[start Records to process]
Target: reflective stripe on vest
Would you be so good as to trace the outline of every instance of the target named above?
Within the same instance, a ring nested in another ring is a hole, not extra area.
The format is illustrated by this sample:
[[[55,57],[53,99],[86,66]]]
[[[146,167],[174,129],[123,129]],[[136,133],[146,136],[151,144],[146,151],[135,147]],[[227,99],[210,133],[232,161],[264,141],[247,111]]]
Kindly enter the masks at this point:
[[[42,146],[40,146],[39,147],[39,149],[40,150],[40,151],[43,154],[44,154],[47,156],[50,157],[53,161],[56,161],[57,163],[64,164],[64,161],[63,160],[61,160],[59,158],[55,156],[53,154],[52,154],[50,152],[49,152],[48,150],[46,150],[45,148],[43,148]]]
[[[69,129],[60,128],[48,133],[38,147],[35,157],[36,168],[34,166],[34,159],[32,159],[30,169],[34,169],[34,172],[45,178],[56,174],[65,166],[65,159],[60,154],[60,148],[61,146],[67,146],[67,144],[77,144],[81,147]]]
[end Records to process]
Task goal - Put all of the rows above into a JSON list of strings, one string per line, leaving out any blank lines.

Reply -
[
  "Target: reflective stripe on vest",
  "Would you be so good as to trace the outline of every instance of the target named above?",
  "Within the same instance, a ring nested in another ring is a hole, not extra area.",
  "The format is illustrated by this sample:",
  "[[[55,57],[53,99],[86,66]]]",
  "[[[146,167],[174,129],[123,129]],[[136,133],[146,136],[151,144],[146,151],[135,147]],[[227,99],[210,133],[232,161],[264,141],[247,111]]]",
  "Kindly enter the masks at this point:",
  "[[[42,146],[40,146],[39,147],[39,149],[40,150],[40,151],[43,154],[44,154],[47,156],[50,157],[53,161],[56,161],[57,163],[64,164],[64,161],[63,160],[61,160],[59,158],[55,156],[53,154],[52,154],[50,152],[49,152],[48,150],[46,150],[45,148],[43,148]]]",
  "[[[69,129],[60,128],[48,133],[38,147],[35,157],[36,168],[34,166],[34,159],[32,159],[30,169],[34,169],[34,172],[45,178],[56,174],[65,166],[65,159],[60,154],[60,148],[61,146],[67,146],[67,144],[77,144],[81,147]]]"
]